YOUR ASSIGNMENT :: Lines from the entries below that hold "image" form the answer; copy all of them.

START AVAILABLE DATA

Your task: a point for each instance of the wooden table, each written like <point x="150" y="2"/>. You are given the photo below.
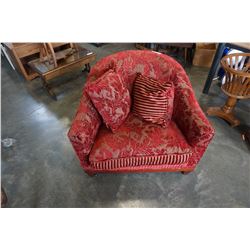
<point x="47" y="70"/>
<point x="245" y="47"/>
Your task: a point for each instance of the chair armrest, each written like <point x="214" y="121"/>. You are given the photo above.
<point x="84" y="128"/>
<point x="190" y="118"/>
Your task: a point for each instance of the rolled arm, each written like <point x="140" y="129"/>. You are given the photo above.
<point x="191" y="119"/>
<point x="84" y="128"/>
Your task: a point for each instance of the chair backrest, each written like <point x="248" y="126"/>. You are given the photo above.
<point x="128" y="63"/>
<point x="237" y="75"/>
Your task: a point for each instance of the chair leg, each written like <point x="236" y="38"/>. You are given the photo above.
<point x="225" y="112"/>
<point x="186" y="172"/>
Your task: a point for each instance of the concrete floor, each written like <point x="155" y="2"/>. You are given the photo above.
<point x="41" y="169"/>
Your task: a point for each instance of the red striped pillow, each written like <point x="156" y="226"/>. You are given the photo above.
<point x="153" y="100"/>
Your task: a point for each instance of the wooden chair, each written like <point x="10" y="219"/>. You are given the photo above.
<point x="236" y="85"/>
<point x="48" y="53"/>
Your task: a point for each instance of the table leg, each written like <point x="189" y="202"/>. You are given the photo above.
<point x="48" y="88"/>
<point x="216" y="61"/>
<point x="3" y="197"/>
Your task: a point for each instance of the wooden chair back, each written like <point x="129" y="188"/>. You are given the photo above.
<point x="48" y="53"/>
<point x="237" y="75"/>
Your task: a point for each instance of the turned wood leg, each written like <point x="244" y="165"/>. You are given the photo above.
<point x="186" y="172"/>
<point x="3" y="197"/>
<point x="225" y="112"/>
<point x="48" y="89"/>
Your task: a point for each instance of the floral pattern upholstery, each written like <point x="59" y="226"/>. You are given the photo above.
<point x="138" y="138"/>
<point x="188" y="118"/>
<point x="111" y="99"/>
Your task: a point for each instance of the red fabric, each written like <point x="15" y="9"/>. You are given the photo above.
<point x="111" y="99"/>
<point x="187" y="114"/>
<point x="137" y="138"/>
<point x="84" y="128"/>
<point x="153" y="101"/>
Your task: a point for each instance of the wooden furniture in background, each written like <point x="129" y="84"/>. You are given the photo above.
<point x="52" y="63"/>
<point x="244" y="47"/>
<point x="236" y="86"/>
<point x="21" y="53"/>
<point x="204" y="54"/>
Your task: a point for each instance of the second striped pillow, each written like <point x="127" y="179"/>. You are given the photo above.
<point x="153" y="100"/>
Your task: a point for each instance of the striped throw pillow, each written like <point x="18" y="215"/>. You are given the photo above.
<point x="153" y="100"/>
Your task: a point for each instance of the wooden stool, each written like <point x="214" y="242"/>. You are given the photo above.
<point x="236" y="86"/>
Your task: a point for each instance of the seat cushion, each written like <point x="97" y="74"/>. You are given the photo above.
<point x="139" y="143"/>
<point x="153" y="100"/>
<point x="111" y="98"/>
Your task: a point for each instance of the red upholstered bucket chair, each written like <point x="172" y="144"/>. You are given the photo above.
<point x="137" y="145"/>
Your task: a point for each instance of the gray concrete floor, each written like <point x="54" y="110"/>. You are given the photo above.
<point x="42" y="170"/>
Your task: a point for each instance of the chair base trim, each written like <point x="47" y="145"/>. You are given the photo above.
<point x="174" y="162"/>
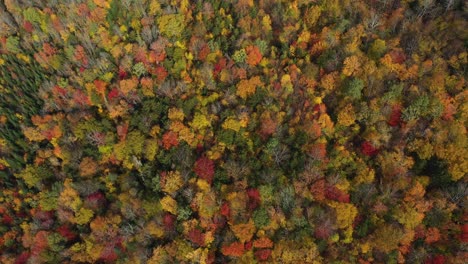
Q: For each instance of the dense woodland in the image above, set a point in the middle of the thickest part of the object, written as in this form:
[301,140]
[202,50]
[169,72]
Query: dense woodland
[266,131]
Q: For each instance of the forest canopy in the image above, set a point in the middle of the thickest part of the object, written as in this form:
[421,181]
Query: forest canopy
[237,131]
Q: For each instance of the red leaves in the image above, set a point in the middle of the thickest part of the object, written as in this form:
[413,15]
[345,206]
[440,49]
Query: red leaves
[398,56]
[318,151]
[263,254]
[122,131]
[28,26]
[169,221]
[197,237]
[66,232]
[108,255]
[204,168]
[23,258]
[80,98]
[368,150]
[122,74]
[395,116]
[160,73]
[333,193]
[114,93]
[235,249]
[225,210]
[6,219]
[253,55]
[219,66]
[170,140]
[438,259]
[254,198]
[464,233]
[95,200]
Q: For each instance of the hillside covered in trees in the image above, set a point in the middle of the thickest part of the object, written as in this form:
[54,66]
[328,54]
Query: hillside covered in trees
[236,131]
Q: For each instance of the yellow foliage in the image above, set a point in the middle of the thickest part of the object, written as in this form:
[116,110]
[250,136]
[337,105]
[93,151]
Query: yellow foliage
[346,117]
[292,252]
[153,229]
[346,213]
[387,238]
[408,216]
[365,175]
[245,88]
[33,134]
[328,82]
[231,123]
[171,25]
[176,114]
[69,197]
[154,7]
[351,65]
[203,185]
[207,205]
[126,86]
[83,216]
[172,182]
[169,204]
[244,232]
[151,149]
[200,121]
[102,3]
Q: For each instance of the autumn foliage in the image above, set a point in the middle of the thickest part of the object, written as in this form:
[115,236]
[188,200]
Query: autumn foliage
[299,131]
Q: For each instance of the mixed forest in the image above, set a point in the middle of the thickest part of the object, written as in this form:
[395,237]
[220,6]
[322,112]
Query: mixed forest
[236,131]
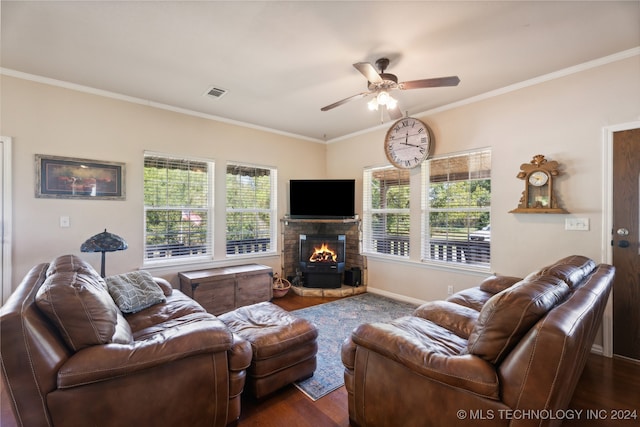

END AVAILABLE DATA

ANSWER SPACE ::
Q: For each instance of the dense woodland in the image above, set a point in the middle of the thickest part of the object, written as in this form:
Q: For each instance of the forest canopy in the image above, set a point in the middle of the thickest part of the object, written as in this form:
Q: For each instance of the red leaves in the image above, set a point in the middle of the thickest part of the object, written as in this form:
Q: For each instance of the hillside covered in trees in the image above, set a point in the middle of the thickest part of the object, written as in this form:
Q: For each instance of the yellow foliage in the image above, set a point in the middle of the thickest part of the object, written as in this form:
Q: For each instance of the autumn foliage in the image above, set a point in the middle of the thickest part of the object, written as in this form:
Q: For each instance of the mixed forest in the image above, set a point in the middle of the thickest part of the object, written as in this form:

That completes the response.